> [Information given]
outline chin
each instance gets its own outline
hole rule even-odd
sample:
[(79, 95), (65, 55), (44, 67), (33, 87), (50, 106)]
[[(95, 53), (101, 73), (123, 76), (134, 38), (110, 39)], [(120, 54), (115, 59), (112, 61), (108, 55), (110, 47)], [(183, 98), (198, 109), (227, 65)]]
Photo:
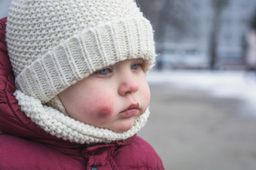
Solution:
[(112, 130), (113, 131), (116, 132), (124, 132), (130, 129), (132, 129), (134, 121), (129, 121), (129, 122), (125, 122), (122, 123), (118, 125), (117, 127), (113, 127)]

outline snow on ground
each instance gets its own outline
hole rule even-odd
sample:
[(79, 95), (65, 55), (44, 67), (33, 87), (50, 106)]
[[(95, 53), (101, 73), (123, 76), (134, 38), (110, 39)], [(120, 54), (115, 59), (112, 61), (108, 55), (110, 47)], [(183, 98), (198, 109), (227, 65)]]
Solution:
[(242, 71), (152, 71), (149, 84), (166, 83), (184, 89), (208, 91), (220, 98), (245, 101), (251, 114), (256, 115), (256, 74)]

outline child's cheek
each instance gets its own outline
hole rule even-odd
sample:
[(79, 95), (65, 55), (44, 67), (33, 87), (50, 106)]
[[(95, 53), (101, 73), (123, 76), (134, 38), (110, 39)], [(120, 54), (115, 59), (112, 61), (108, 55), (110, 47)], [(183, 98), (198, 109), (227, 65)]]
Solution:
[(107, 122), (114, 115), (114, 102), (111, 96), (102, 96), (100, 98), (93, 100), (90, 106), (93, 106), (93, 111), (91, 113), (95, 120)]

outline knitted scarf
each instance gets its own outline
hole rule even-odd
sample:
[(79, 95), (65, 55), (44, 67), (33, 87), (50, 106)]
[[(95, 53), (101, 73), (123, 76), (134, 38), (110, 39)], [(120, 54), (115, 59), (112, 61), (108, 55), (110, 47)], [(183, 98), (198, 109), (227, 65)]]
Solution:
[(43, 105), (40, 100), (27, 96), (19, 90), (16, 90), (14, 94), (18, 101), (21, 110), (46, 132), (64, 140), (79, 144), (110, 143), (128, 139), (139, 132), (149, 115), (147, 109), (135, 120), (130, 130), (116, 132), (75, 120), (56, 109)]

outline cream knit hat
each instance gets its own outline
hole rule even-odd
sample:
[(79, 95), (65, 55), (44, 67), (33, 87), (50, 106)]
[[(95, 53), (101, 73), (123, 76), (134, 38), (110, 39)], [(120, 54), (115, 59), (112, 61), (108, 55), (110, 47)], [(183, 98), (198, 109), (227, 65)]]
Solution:
[(6, 42), (17, 89), (42, 103), (119, 61), (154, 63), (151, 26), (133, 0), (13, 0)]

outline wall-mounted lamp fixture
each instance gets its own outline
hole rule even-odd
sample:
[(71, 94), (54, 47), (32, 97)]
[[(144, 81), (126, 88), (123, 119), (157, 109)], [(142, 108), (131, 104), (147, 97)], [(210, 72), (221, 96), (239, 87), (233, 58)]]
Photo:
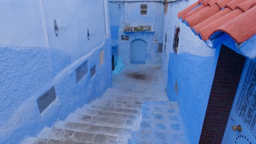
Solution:
[(66, 27), (59, 27), (58, 24), (57, 23), (56, 20), (54, 20), (54, 33), (55, 33), (56, 37), (57, 37), (59, 35), (59, 34), (58, 34), (59, 30), (66, 30), (67, 28)]
[(88, 39), (88, 40), (90, 40), (90, 35), (94, 35), (94, 34), (90, 33), (89, 29), (87, 29), (87, 38)]

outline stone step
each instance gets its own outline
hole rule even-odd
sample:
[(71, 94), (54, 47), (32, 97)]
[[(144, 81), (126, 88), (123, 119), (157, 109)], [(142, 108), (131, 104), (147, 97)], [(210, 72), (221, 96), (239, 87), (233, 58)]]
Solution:
[(135, 121), (104, 117), (91, 116), (88, 115), (70, 114), (65, 121), (84, 123), (94, 125), (118, 128), (131, 129)]
[(127, 141), (127, 137), (50, 128), (44, 128), (38, 137), (41, 139), (91, 143), (126, 143)]
[(30, 137), (21, 144), (92, 144), (93, 143), (80, 142), (67, 140)]
[(137, 115), (109, 112), (103, 110), (95, 110), (89, 109), (78, 109), (75, 111), (75, 113), (91, 116), (105, 117), (126, 119), (135, 119), (138, 117)]
[(110, 127), (98, 126), (66, 121), (58, 121), (54, 128), (66, 129), (82, 133), (90, 133), (95, 134), (108, 135), (110, 136), (129, 137), (131, 130), (125, 128), (118, 128)]
[[(147, 98), (150, 99), (149, 97)], [(141, 97), (133, 97), (130, 95), (108, 95), (107, 94), (103, 95), (101, 98), (101, 99), (107, 99), (107, 100), (119, 100), (119, 101), (127, 101), (131, 102), (140, 102), (142, 103), (144, 100), (145, 98)]]
[(126, 115), (138, 115), (139, 114), (139, 112), (140, 112), (140, 109), (132, 110), (132, 109), (129, 109), (116, 108), (114, 107), (106, 107), (106, 106), (91, 105), (85, 105), (83, 107), (83, 109), (85, 110), (90, 109), (90, 110), (97, 110), (97, 111), (102, 111), (103, 112), (123, 113), (123, 114), (126, 114)]
[(100, 105), (101, 106), (105, 107), (129, 109), (132, 110), (139, 110), (141, 108), (142, 104), (142, 103), (141, 102), (101, 99), (92, 101), (90, 104), (91, 105)]

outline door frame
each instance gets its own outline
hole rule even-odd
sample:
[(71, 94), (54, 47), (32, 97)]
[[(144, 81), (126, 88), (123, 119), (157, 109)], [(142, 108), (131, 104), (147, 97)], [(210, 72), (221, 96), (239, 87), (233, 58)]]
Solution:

> [Written exercise]
Can you retype all of the records above line for line, without changing anything and leaving out the pictures?

> [Answer]
outline chin
each instance gets its own outline
hole rule even-odd
sample:
[(79, 95), (65, 55), (44, 67), (33, 87), (50, 106)]
[[(95, 53), (101, 73), (123, 76), (134, 38), (110, 39)], [(120, 54), (115, 59), (112, 61), (108, 55), (110, 47)], [(183, 98), (198, 109), (227, 65)]]
Photo:
Solution:
[(112, 130), (113, 131), (116, 132), (124, 132), (130, 129), (132, 129), (134, 121), (129, 121), (129, 122), (125, 122), (122, 123), (118, 125), (117, 127), (113, 127)]

outline snow on ground
each instance gets its own outline
hole rule even-odd
sample:
[(79, 95), (65, 55), (44, 67), (33, 87), (50, 106)]
[[(95, 53), (101, 73), (123, 76), (134, 38), (110, 39)], [(120, 54), (115, 59), (112, 61), (108, 55), (110, 47)], [(183, 98), (198, 109), (227, 65)]]
Solution:
[(242, 71), (152, 71), (149, 84), (166, 83), (184, 89), (208, 91), (220, 98), (245, 101), (251, 114), (256, 115), (256, 74)]

outline child's cheek
each instance gets its own outline
hole rule even-odd
sample:
[(79, 95), (65, 55), (44, 67), (33, 87), (50, 106)]
[[(95, 53), (101, 73), (123, 76), (134, 38), (110, 39)], [(120, 54), (115, 59), (112, 61), (108, 55), (110, 47)], [(183, 98), (198, 109), (227, 65)]]
Solution:
[(107, 122), (114, 115), (114, 102), (111, 96), (102, 96), (100, 98), (93, 100), (90, 106), (93, 106), (93, 111), (91, 113), (95, 120)]

outline knitted scarf
each instance gets its own outline
hole rule even-odd
sample:
[(79, 95), (65, 55), (44, 67), (33, 87), (50, 106)]
[[(95, 53), (101, 73), (123, 76), (134, 38), (110, 39)], [(120, 54), (115, 59), (112, 61), (108, 55), (110, 47)], [(183, 98), (198, 109), (227, 65)]]
Solution:
[(43, 105), (40, 100), (27, 96), (19, 90), (16, 90), (14, 94), (18, 101), (21, 110), (46, 132), (64, 140), (79, 144), (110, 143), (128, 139), (139, 132), (149, 115), (147, 109), (135, 120), (130, 130), (116, 132), (75, 120), (56, 109)]

outline cream knit hat
each instance gets its own outline
hole rule even-odd
sample:
[(79, 95), (65, 55), (44, 67), (33, 87), (50, 106)]
[[(95, 53), (101, 73), (123, 76), (134, 38), (110, 39)], [(120, 54), (115, 59), (112, 61), (108, 55), (110, 47)], [(183, 98), (198, 109), (227, 65)]]
Solution:
[(6, 42), (17, 89), (42, 103), (119, 61), (154, 63), (151, 26), (133, 0), (13, 0)]

outline wall-mounted lamp fixture
each instance gets its own outline
hole rule even-odd
sample:
[(71, 94), (54, 47), (32, 97)]
[[(144, 81), (126, 88), (123, 119), (157, 109)], [(142, 108), (131, 104), (147, 97)], [(210, 72), (221, 96), (239, 87), (233, 58)]]
Photo:
Solution:
[(66, 27), (59, 27), (58, 24), (57, 23), (56, 20), (54, 20), (54, 33), (55, 33), (56, 37), (57, 37), (59, 35), (59, 34), (58, 34), (59, 30), (66, 30), (67, 28)]
[(88, 39), (88, 40), (90, 40), (90, 35), (94, 35), (94, 34), (90, 33), (89, 29), (87, 29), (87, 38)]

outline stone step
each instance gets its own outline
hole rule even-odd
sample:
[(71, 94), (54, 47), (32, 97)]
[[(144, 81), (126, 88), (123, 119), (157, 109)], [(142, 108), (131, 104), (147, 97)], [(210, 72), (221, 96), (239, 87), (233, 58)]]
Solution:
[(135, 121), (104, 117), (91, 116), (88, 115), (70, 114), (65, 121), (84, 123), (94, 125), (118, 128), (131, 129)]
[(127, 141), (127, 137), (50, 128), (44, 128), (38, 137), (41, 139), (91, 143), (126, 143)]
[(30, 137), (21, 144), (92, 144), (93, 143), (80, 142), (67, 140)]
[(137, 115), (109, 112), (103, 110), (95, 110), (89, 109), (78, 109), (75, 111), (75, 113), (91, 116), (105, 117), (126, 119), (135, 119), (138, 117)]
[(110, 127), (98, 126), (66, 121), (58, 121), (54, 128), (66, 129), (82, 133), (90, 133), (95, 134), (108, 135), (110, 136), (129, 137), (131, 130), (125, 128), (118, 128)]
[[(147, 98), (150, 99), (149, 97)], [(141, 97), (133, 97), (130, 95), (108, 95), (107, 94), (103, 95), (101, 98), (101, 99), (107, 99), (107, 100), (119, 100), (119, 101), (127, 101), (131, 102), (140, 102), (142, 103), (144, 100), (145, 98)]]
[(126, 115), (138, 115), (139, 114), (139, 112), (140, 112), (140, 109), (132, 110), (132, 109), (129, 109), (116, 108), (114, 107), (106, 107), (106, 106), (91, 105), (85, 105), (83, 107), (83, 109), (85, 110), (90, 109), (90, 110), (97, 110), (97, 111), (102, 111), (103, 112), (123, 113), (123, 114), (126, 114)]
[(100, 105), (101, 106), (105, 107), (129, 109), (132, 110), (139, 110), (141, 108), (142, 104), (142, 103), (141, 102), (101, 99), (92, 101), (90, 104), (91, 105)]

outline door frame
each instance gets its own outline
hole rule even-odd
sample:
[(71, 94), (54, 47), (32, 97)]
[[(144, 81), (126, 88), (123, 119), (157, 109)], [(142, 108), (131, 104), (147, 97)], [(210, 72), (221, 96), (239, 87), (233, 58)]]
Solution:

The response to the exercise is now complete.